» **Task statement**: Rewrite all of the data below, switching each occurrence of "bounding box" to "bounding rectangle" and keeping everything else unchanged. Omit the pictures from the reproduced text.

» **Rows**:
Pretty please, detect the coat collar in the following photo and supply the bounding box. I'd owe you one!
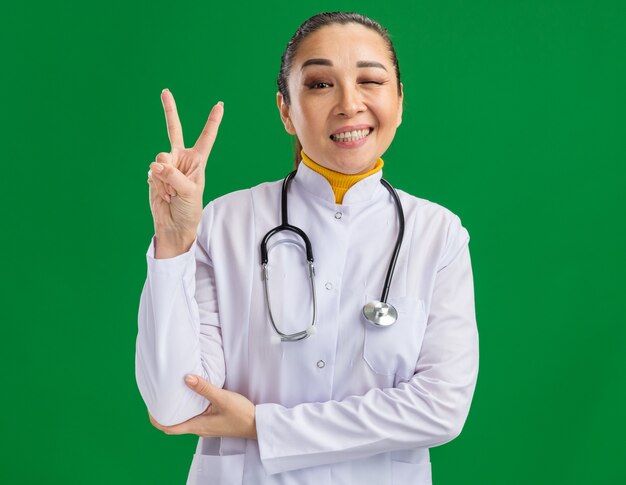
[294,159,383,205]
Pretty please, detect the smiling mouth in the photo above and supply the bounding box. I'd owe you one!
[330,128,374,142]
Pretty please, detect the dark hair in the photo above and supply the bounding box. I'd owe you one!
[276,12,401,167]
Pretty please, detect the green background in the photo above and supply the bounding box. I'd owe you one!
[0,0,626,485]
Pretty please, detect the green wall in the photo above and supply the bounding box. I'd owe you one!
[0,0,626,485]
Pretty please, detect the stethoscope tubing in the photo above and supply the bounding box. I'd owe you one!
[261,170,404,342]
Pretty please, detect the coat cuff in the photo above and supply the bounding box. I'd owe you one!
[146,236,198,276]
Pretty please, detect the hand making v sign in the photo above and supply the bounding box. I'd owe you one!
[148,89,224,259]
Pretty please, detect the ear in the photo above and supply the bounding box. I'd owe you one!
[396,83,404,128]
[276,91,296,135]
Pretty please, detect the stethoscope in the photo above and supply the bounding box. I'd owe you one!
[261,170,404,343]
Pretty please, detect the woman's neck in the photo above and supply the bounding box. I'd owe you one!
[300,151,384,204]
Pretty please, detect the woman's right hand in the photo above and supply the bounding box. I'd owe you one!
[148,89,224,258]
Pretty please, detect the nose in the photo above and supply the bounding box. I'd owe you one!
[335,86,366,118]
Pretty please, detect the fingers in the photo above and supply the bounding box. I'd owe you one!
[148,153,176,203]
[194,101,224,163]
[161,89,185,151]
[150,162,194,196]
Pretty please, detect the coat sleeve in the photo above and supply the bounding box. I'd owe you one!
[135,204,225,426]
[256,218,478,474]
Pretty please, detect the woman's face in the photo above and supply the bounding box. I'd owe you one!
[278,23,402,174]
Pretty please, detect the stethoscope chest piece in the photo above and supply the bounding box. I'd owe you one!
[363,301,398,327]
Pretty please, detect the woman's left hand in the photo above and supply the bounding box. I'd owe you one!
[150,374,256,439]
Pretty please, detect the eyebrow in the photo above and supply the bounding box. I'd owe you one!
[300,59,387,71]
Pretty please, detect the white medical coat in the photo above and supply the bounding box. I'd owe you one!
[136,163,478,485]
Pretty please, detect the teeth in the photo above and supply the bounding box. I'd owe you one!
[330,128,371,141]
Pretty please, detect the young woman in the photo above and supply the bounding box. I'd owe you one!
[136,12,478,485]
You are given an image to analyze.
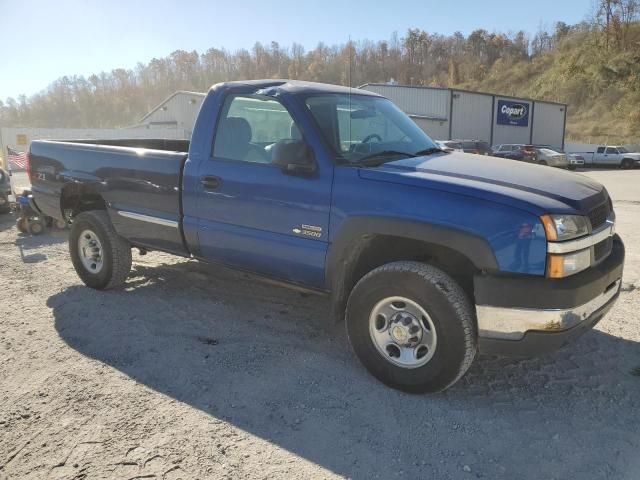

» **Answer to this problem**:
Pretty please, detect the coat collar in the following photo and supply the bounding rectangle. I'd owe you one!
[294,159,383,205]
Pretty please, detect the smiling mouth in the photo above and supply the bounding rectangle. I'd owe you one!
[330,128,374,142]
Pretty please, detect the dark hair in the photo above and supply the bounding rectangle. I'd owe you one!
[276,12,401,167]
Pretty please, detect the green background in the photo above and supply the bounding rectangle. I'd owe you one!
[0,0,626,485]
Pretty please, detect the green wall in the photo above and supply the bounding rectangle. I'd owe you one!
[0,0,626,485]
Pretty please, detect the stethoscope tubing in the photo above and supply the bounding rectangle. I'd owe you one!
[261,170,404,342]
Pretty please, detect the coat cuff in the photo above and supply the bounding rectangle. I'd owe you one!
[146,236,198,276]
Pretty please, detect the hand making v sign in the photo above and supply the bounding rectangle. I'd owe you one!
[148,89,224,259]
Pretty please, detect the ear in the photo above and supply the bounding rectangle. I'd owe you one!
[396,83,404,128]
[276,91,296,135]
Pretty please, detect the stethoscope in the photo above and supply the bounding rectangle. I'd owe you one!
[261,170,404,343]
Pretty please, detect the woman's neck in the photo above and supply the bounding rectangle. I'd owe you one!
[300,151,384,204]
Pretty please, detect the woman's right hand in the photo above and supply the bounding rectangle. I'd owe you one!
[148,89,224,258]
Pretty please, detect the nose in the photo above and supply the bounding rectangle. I'd owe you one!
[335,86,366,118]
Pretty please, detect the fingers in the photo above and supply the bounding rectangle. I'd owe you one!
[148,153,176,203]
[194,101,224,163]
[161,89,185,151]
[150,162,194,196]
Pretty please, detect the coat sleeve in the photo above and supply the bounding rectangle. I'd owe you one!
[135,204,225,426]
[256,218,478,474]
Pretty please, detect the woman's face in the photo above and supply the bounding rectangle. I'd owe you one!
[278,23,402,174]
Pretty please, detect the stethoscope chest piece in the photo above and supply the bounding rectangle. I'd owe you one!
[363,301,398,327]
Pretty please, detect the woman's left hand in the photo above and supply the bounding rectangle. I'd owe you one!
[150,374,256,439]
Pretty please, detect the eyebrow in the photo above and supply the bounding rectangle. I'd owe you one!
[300,59,387,71]
Pretty please, detect the white medical coat in the photo above and supply the bounding rectangle. I'd owe you one!
[136,163,478,485]
Pretty please, detect the teeth in the photo above and supply the bounding rectangle. I'd owe you one!
[330,128,371,141]
Pretty please, detect the young woman in the photo above and supply the bounding rectangle. I'd owe you one!
[136,12,478,485]
You are given an image to analyze.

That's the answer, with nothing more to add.